**Задания**.
• a. Продублируйте из отрывка о ленинградском андеграунде кусок от слов «Михаил Берг» вплоть до слов «современном им обществе.» включительно.
• b. Почему, если верить отрывку о ленинградском андеграунде, прозу Довлатова стали ценить уже в перестройку? Ответьте в одном–трёх предложениях.

**Приведённый отрывок**.

######

Александр Морев - Коллекция: Петербургская проза (ленинградский период). 1970-е
Обзор книги Александр Морев - Коллекция: Петербургская проза (ленинградский период). 1970-е
Коллекция: Петербургская проза (ленинградский период). 1970-е.
Михаил Берг
Воспоминания о будущем
Предисловие
В этой книге собраны произведения с предчувствием уникального будущего. Оно не состоялось, но было потенциально возможно. Как многолетний проект, подтвержденный безусловной определенностью социального выбора нескольких поколений. Как способ дистанцирования от несвободы, важный для культуры. Как эксперимент, поставленный на себе группой разнообразно одаренных, похожих и непохожих друг на друга людей. И при этом радикально отличающихся от большинства в современном им обществе.
Семидесятые годы для ленинградского андеграунда — не менее замечательное десятилетие, чем то, о котором повествовал П. Анненков, живописуя жизнь Герцена, Огарева, Бакунина, Белинского. Среди тех, кто вышел на старт застойно-перламутровых 1970-х, — Леонид Аронзон (ему еще только предстояло застрелиться в горах под Ташкентом), Иосиф Бродский и Кока Кузьминский (они еще не эмигрировали), Виктор Кривулин, Елена Шварц, Сергей Стратановский, Александр Миронов (у этих поэтов еще все было впереди). Прозу того периода сегодня принято олицетворять с Сергеем Довлатовым, востребованным уже в перестройку как знак отказа постсоветского общества от радикальных инноваций и выбора в пользу «нового традиционализма». Однако если говорить о неофициальной культуре, то Довлатов никогда не был героем нонконформистской среды, считавшей себя восприемницей отвергаемых официальной советской культурой обэриутов и акмеистов, Джойса и Беккета, Борхеса и Набокова. И ожидания ленинградской «второй культуры» были связаны с другим и другими.

######

**Показанные строки**.
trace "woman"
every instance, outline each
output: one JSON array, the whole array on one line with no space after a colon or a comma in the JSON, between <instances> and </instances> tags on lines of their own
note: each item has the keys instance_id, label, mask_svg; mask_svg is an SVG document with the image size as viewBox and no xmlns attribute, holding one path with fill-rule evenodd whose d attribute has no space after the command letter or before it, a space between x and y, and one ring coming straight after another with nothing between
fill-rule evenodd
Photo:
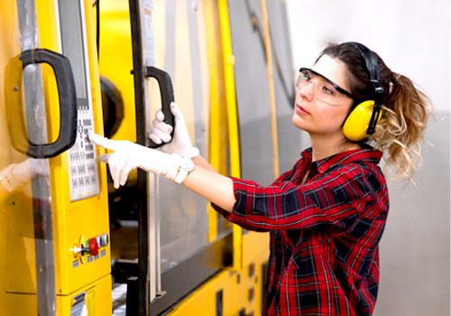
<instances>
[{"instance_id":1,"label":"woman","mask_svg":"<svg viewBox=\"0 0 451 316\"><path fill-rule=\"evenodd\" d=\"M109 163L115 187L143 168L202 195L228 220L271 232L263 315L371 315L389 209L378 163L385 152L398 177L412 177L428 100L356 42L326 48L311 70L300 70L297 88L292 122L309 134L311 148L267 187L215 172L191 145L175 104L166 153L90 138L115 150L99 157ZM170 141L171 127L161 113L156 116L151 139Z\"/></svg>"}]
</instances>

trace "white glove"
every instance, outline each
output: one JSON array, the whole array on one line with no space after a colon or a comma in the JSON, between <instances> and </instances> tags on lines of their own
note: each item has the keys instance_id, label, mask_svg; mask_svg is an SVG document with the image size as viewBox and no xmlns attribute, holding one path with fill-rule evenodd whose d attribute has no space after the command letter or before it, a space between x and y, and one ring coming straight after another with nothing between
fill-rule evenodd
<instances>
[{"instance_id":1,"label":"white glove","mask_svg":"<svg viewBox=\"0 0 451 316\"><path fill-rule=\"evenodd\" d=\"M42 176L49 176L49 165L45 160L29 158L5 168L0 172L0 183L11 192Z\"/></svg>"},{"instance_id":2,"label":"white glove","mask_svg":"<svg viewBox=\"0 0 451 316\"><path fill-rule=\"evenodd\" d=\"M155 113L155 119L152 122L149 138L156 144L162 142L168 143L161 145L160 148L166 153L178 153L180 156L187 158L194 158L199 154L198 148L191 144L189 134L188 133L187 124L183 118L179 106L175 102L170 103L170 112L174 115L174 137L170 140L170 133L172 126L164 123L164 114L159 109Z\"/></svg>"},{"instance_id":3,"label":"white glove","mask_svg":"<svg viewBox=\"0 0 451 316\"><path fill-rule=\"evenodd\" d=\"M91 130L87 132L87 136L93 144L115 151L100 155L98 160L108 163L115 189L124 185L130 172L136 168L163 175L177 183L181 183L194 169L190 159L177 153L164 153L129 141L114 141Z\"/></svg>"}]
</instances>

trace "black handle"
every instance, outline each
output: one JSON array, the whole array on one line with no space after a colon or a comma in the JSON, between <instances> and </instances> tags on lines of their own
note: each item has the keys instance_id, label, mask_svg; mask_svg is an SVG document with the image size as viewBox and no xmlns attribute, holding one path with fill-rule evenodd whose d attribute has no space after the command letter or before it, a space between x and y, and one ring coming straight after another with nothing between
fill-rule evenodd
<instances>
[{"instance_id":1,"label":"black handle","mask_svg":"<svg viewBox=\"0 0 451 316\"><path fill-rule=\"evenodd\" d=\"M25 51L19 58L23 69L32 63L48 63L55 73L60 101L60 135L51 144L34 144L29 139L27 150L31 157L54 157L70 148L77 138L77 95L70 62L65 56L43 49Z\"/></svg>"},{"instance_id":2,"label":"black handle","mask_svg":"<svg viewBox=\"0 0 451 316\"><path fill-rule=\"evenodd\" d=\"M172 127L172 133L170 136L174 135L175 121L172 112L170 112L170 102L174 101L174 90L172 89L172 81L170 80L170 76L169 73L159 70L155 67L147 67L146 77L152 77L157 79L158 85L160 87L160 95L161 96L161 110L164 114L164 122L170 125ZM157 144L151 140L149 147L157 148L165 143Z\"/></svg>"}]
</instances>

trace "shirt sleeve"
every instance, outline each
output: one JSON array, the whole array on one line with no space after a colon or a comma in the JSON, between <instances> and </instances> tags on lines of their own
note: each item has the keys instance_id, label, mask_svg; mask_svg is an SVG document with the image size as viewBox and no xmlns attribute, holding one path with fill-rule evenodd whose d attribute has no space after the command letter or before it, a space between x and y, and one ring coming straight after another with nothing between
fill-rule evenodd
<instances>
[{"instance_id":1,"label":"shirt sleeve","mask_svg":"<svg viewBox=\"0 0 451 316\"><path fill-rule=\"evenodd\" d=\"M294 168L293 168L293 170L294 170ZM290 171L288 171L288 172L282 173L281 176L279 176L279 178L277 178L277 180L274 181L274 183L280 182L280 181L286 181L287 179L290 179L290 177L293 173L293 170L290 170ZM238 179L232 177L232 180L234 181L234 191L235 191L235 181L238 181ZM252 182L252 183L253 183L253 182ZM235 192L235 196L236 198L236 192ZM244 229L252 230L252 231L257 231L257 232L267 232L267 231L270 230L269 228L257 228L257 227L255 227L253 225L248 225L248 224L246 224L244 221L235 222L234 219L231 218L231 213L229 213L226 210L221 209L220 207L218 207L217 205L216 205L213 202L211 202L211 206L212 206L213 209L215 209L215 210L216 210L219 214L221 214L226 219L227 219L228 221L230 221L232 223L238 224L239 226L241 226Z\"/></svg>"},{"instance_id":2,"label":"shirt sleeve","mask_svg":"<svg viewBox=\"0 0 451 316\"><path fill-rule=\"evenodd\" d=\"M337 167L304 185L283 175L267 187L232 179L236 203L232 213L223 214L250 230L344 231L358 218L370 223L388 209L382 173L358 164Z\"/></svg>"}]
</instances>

######

**Ответы по заданиям**.
• a.
Михаил Берг
Воспоминания о будущем
Предисловие
В этой книге собраны произведения с предчувствием уникального будущего. Оно не состоялось, но было потенциально возможно. Как многолетний проект, подтвержденный безусловной определенностью социального выбора нескольких поколений. Как способ дистанцирования от несвободы, важный для культуры. Как эксперимент, поставленный на себе группой разнообразно одаренных, похожих и непохожих друг на друга людей. И при этом радикально отличающихся от большинства в современном им обществе.

• b. Довлатов оказался востребован как знак того, что постсоветское общество отказалось от радикальных инноваций. Оно сделало выбор в пользу «нового традиционализма».